**WHAT THE TASK REQUIRES**
Rewrite the material below with every "rear" changed to "back" and everything else left as it is. Leave out the pictures.
#### DATA SUPPLIED
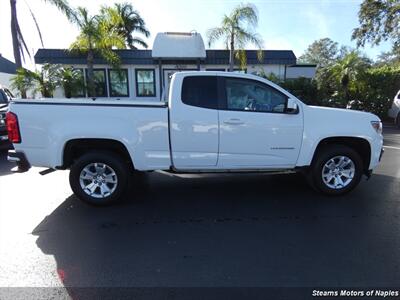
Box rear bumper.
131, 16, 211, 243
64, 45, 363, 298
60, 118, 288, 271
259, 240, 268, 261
7, 150, 31, 172
0, 133, 12, 150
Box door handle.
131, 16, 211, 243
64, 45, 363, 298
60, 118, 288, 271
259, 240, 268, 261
224, 119, 244, 125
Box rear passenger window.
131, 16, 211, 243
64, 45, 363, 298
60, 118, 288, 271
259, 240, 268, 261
182, 76, 218, 109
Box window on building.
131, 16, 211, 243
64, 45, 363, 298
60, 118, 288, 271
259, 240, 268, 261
86, 69, 107, 97
182, 76, 218, 109
70, 69, 86, 98
233, 69, 247, 74
135, 69, 156, 97
108, 69, 129, 97
206, 68, 226, 72
226, 78, 287, 113
0, 89, 8, 104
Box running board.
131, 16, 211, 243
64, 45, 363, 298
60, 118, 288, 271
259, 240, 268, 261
164, 168, 297, 174
39, 168, 57, 176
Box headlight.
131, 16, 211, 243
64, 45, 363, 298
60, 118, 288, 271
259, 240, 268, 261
371, 121, 382, 134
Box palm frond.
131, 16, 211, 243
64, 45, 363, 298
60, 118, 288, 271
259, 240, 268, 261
24, 0, 44, 47
44, 0, 77, 22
########
**FINISHED EXERCISE**
Box back bumper.
131, 16, 211, 243
64, 45, 363, 298
60, 118, 288, 271
259, 240, 268, 261
7, 150, 31, 172
0, 133, 12, 150
Box door handle.
131, 16, 211, 243
64, 45, 363, 298
60, 118, 288, 271
259, 240, 268, 261
224, 119, 244, 125
Box back passenger window.
131, 16, 211, 243
64, 45, 363, 298
60, 118, 288, 271
259, 240, 268, 261
182, 76, 218, 109
Box window on building.
131, 16, 211, 243
64, 45, 363, 298
60, 118, 288, 271
259, 240, 268, 261
86, 69, 107, 97
182, 76, 218, 109
70, 69, 86, 98
233, 69, 247, 74
135, 69, 156, 97
108, 69, 129, 97
206, 68, 226, 72
226, 78, 287, 113
0, 89, 8, 104
Box running board.
131, 16, 211, 243
64, 45, 363, 298
60, 118, 288, 271
259, 240, 268, 261
164, 168, 297, 174
39, 168, 57, 176
Box headlight.
131, 16, 211, 243
64, 45, 363, 298
60, 118, 288, 271
259, 240, 268, 261
371, 121, 382, 134
Box palm frond.
131, 16, 211, 243
64, 45, 363, 298
60, 118, 288, 271
259, 240, 268, 261
24, 0, 44, 47
44, 0, 77, 22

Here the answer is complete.